» **COSA SI CHIEDE**: Riscrivi il passo del testo sull'eritritolo che va da "L’eritritolo è presente" fino a "cose potrebbero cambiare." compreso, cambiando "saccarosio" in "glucosio".

» **TESTO DELLA PAGINA**:
►

L’eritritolo è presente in natura nella frutta e negli ortaggi e da questi viene ricavato tramite un processo di fermentazione batterica. Tra i motivi che ne hanno spinto il maggior uso come dolcificante, vi sono le sue caratteristiche nutrizionali ed organolettiche: apporto calorico limitato, indice glicemico pari a zero, potere dolcificante stimato intorno al 70% del comune saccarosio. Da qui il suggerimento, in clinica, di utilizzarlo come alternativa al classico zucchero da tavola in caso di obesità, diabete o sindrome metabolica. Ora, però, le cose potrebbero cambiare.
Ricercatori della Cleveland Clinic, infatti, hanno preso in esame oltre 4 mila persone negli Stati Uniti e in Europa, scoprendo che chi presentava livelli più elevati di eritritolo nel sangue aveva un maggior rischio di incorrere andare incontro a ictus, infarto se non addirittura a morte. Hanno poi verificato l’azione direttamente su campioni di sangue e piastrine isolate, ottenendo conferma di un effetto pro-trombotico.
"Gli edulcoranti come l'eritritolo sono aumentati in popolarità negli ultimi anni, ma è necessaria una ricerca più approfondita sui loro effetti a lungo termine", sottolinea Stanley Hazen, coordinatore della ricerca e co-responsabile della Cardiologia preventiva presso la Cleveland Clinic. “Le malattie cardiovascolari sono la principale causa di morte a livello globale e dobbiamo assicurarci che i cibi che mangiamo non contengano insidie nascoste. Il nostro studio mostra che quando i partecipanti hanno consumato una bevanda zuccherata artificialmente con una quantità di eritritolo presente in molti alimenti trasformati, si osservano livelli notevolmente elevati nel sangue per giorni, ben superiori a quelli osservati per aumentare i rischi di coagulazione. Da qui l’invito alla comunità scientifica di approfondire con ulteriori studi gli effetti a lungo termine dei dolcificanti artificiali in generale, e dell’eritritolo in particolare, sui rischi di infarto e ictus, in particolare nelle persone a più alto rischio di malattie cardiovascolari”.

◄

» **ELENCO**:
►

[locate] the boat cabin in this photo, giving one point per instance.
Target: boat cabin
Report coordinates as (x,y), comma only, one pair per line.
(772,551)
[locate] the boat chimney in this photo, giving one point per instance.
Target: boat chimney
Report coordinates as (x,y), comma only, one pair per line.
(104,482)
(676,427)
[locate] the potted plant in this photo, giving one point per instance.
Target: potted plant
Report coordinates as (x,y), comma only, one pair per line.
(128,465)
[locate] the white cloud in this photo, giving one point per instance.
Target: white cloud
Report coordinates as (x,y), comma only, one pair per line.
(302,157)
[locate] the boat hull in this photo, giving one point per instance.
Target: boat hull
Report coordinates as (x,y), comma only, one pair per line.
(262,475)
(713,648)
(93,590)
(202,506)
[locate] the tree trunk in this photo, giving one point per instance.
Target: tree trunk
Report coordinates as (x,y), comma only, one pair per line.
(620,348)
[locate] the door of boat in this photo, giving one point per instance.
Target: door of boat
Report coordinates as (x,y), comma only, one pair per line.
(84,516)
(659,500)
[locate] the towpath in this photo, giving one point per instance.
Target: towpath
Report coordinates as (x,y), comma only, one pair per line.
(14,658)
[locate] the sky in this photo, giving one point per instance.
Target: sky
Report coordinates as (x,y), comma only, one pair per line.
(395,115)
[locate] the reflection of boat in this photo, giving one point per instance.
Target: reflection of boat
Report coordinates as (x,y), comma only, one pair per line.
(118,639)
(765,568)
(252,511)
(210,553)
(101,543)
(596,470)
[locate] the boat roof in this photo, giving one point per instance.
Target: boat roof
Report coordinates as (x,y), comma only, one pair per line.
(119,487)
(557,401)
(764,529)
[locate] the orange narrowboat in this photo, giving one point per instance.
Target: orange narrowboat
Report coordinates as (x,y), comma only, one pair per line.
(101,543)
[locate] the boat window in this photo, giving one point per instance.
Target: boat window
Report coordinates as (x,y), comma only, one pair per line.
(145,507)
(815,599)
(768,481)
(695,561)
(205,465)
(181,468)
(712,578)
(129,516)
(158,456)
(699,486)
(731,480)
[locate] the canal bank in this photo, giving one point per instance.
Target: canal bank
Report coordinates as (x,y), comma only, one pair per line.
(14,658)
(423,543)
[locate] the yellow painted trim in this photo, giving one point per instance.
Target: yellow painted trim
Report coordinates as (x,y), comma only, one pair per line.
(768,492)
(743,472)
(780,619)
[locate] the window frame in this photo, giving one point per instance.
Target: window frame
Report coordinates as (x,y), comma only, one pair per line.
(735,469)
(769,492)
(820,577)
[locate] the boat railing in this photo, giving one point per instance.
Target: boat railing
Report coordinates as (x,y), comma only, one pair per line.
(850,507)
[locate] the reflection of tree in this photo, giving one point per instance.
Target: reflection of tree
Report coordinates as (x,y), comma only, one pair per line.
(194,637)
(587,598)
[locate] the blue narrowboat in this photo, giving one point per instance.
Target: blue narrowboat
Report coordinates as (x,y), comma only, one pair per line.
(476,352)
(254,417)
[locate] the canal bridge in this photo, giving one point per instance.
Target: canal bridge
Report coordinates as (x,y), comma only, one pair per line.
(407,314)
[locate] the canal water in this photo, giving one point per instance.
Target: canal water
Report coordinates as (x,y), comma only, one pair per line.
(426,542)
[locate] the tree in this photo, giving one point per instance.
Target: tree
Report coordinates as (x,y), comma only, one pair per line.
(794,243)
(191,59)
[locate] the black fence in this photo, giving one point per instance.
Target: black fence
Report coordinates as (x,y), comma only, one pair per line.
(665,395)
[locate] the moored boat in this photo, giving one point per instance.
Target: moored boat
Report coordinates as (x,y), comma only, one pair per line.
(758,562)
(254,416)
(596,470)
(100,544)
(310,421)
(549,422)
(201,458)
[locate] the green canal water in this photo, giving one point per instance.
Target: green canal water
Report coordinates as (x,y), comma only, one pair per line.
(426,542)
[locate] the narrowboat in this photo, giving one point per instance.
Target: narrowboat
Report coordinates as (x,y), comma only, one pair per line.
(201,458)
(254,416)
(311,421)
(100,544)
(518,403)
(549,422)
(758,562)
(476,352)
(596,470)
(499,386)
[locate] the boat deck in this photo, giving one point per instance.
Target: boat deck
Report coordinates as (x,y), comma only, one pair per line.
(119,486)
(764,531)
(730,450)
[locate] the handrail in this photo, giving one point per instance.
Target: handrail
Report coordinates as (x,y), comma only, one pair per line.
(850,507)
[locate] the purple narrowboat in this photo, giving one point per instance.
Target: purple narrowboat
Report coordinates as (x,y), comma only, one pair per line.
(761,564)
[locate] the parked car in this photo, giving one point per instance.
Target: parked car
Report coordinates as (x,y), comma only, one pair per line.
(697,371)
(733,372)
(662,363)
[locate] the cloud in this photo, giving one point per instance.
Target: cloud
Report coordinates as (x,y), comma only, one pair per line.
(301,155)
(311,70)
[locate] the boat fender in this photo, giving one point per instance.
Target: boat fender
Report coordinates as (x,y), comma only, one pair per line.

◄

» **ESERCIZIO SVOLTO**:
L’eritritolo è presente in natura nella frutta e negli ortaggi e da questi viene ricavato tramite un processo di fermentazione batterica. Tra i motivi che ne hanno spinto il maggior uso come dolcificante, vi sono le sue caratteristiche nutrizionali ed organolettiche: apporto calorico limitato, indice glicemico pari a zero, potere dolcificante stimato intorno al 70% del comune glucosio. Da qui il suggerimento, in clinica, di utilizzarlo come alternativa al classico zucchero da tavola in caso di obesità, diabete o sindrome metabolica. Ora, però, le cose potrebbero cambiare.